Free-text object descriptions
========

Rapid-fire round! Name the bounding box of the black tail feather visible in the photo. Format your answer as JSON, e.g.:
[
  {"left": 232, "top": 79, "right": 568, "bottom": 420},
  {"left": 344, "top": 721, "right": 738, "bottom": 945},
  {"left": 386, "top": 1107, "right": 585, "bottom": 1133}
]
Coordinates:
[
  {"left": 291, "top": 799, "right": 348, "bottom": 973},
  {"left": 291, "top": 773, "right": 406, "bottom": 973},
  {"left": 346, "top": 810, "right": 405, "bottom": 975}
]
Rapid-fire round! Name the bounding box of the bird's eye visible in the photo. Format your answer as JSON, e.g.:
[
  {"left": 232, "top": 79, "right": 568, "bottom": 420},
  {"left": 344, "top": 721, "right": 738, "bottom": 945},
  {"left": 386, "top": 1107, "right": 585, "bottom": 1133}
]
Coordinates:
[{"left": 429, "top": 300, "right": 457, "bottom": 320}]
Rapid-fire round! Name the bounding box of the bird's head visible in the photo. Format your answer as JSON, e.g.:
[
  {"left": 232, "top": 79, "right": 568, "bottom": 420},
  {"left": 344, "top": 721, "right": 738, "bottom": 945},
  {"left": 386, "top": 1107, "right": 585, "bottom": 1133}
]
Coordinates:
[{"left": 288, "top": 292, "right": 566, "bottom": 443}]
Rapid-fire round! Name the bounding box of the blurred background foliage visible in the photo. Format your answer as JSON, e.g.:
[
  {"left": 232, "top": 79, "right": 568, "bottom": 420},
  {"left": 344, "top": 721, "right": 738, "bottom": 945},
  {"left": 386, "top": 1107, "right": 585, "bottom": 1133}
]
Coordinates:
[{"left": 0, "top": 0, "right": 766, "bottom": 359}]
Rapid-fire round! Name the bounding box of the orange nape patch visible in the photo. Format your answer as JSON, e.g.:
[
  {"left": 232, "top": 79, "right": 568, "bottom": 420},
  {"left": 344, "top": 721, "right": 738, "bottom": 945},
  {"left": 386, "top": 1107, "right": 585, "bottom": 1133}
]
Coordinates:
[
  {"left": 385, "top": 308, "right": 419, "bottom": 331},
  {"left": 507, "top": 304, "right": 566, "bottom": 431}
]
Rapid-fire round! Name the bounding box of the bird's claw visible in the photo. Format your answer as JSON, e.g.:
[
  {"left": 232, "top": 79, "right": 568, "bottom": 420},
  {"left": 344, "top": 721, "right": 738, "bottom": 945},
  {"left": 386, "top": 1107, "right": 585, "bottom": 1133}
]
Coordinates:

========

*TASK STATEMENT*.
Only the data above, repeated exactly, should make up the reply.

*RESPONSE AREA*.
Rapid-fire round! Name the bounding box of the black tail feather visible in the photo. Format your answer as JSON, e.g.:
[
  {"left": 232, "top": 79, "right": 568, "bottom": 420},
  {"left": 344, "top": 721, "right": 738, "bottom": 945},
  {"left": 386, "top": 1107, "right": 585, "bottom": 1133}
]
Coordinates:
[
  {"left": 291, "top": 799, "right": 348, "bottom": 973},
  {"left": 291, "top": 773, "right": 406, "bottom": 973},
  {"left": 346, "top": 810, "right": 405, "bottom": 975}
]
Rapid-fire round! Name the bounding box of the bird's eye visible in the photo. Format your answer as JSON, e.g.:
[
  {"left": 232, "top": 79, "right": 568, "bottom": 420},
  {"left": 344, "top": 721, "right": 738, "bottom": 945},
  {"left": 386, "top": 1107, "right": 585, "bottom": 1133}
]
Coordinates:
[{"left": 429, "top": 300, "right": 457, "bottom": 320}]
Rapid-fire round! Name the bounding box of the bird's head visible in the photo. Format your answer as JSON, e.g.:
[
  {"left": 232, "top": 79, "right": 568, "bottom": 420},
  {"left": 344, "top": 721, "right": 738, "bottom": 945},
  {"left": 386, "top": 1107, "right": 585, "bottom": 1133}
]
Coordinates:
[{"left": 288, "top": 292, "right": 566, "bottom": 443}]
Rapid-fire round! Name the bounding box of the blurred background foliage visible in the photo. Format your answer as JSON, e.g.:
[
  {"left": 232, "top": 79, "right": 568, "bottom": 420},
  {"left": 344, "top": 721, "right": 738, "bottom": 945},
  {"left": 386, "top": 1107, "right": 585, "bottom": 1133}
]
Coordinates:
[{"left": 0, "top": 0, "right": 766, "bottom": 359}]
Rapid-fire round! Name the bounding box of the orange nape patch visible in the photo. Format your answer as JSON, e.g.:
[
  {"left": 232, "top": 79, "right": 568, "bottom": 420},
  {"left": 344, "top": 721, "right": 738, "bottom": 945},
  {"left": 386, "top": 1107, "right": 585, "bottom": 1133}
]
Coordinates:
[
  {"left": 385, "top": 308, "right": 419, "bottom": 331},
  {"left": 507, "top": 304, "right": 566, "bottom": 431}
]
Rapid-fire round! Name the bounding box of the bird's claw visible in the photo. Format your answer as JSON, e.g.:
[
  {"left": 232, "top": 79, "right": 568, "bottom": 420},
  {"left": 344, "top": 721, "right": 738, "bottom": 945},
  {"left": 386, "top": 1107, "right": 585, "bottom": 1133}
]
Coordinates:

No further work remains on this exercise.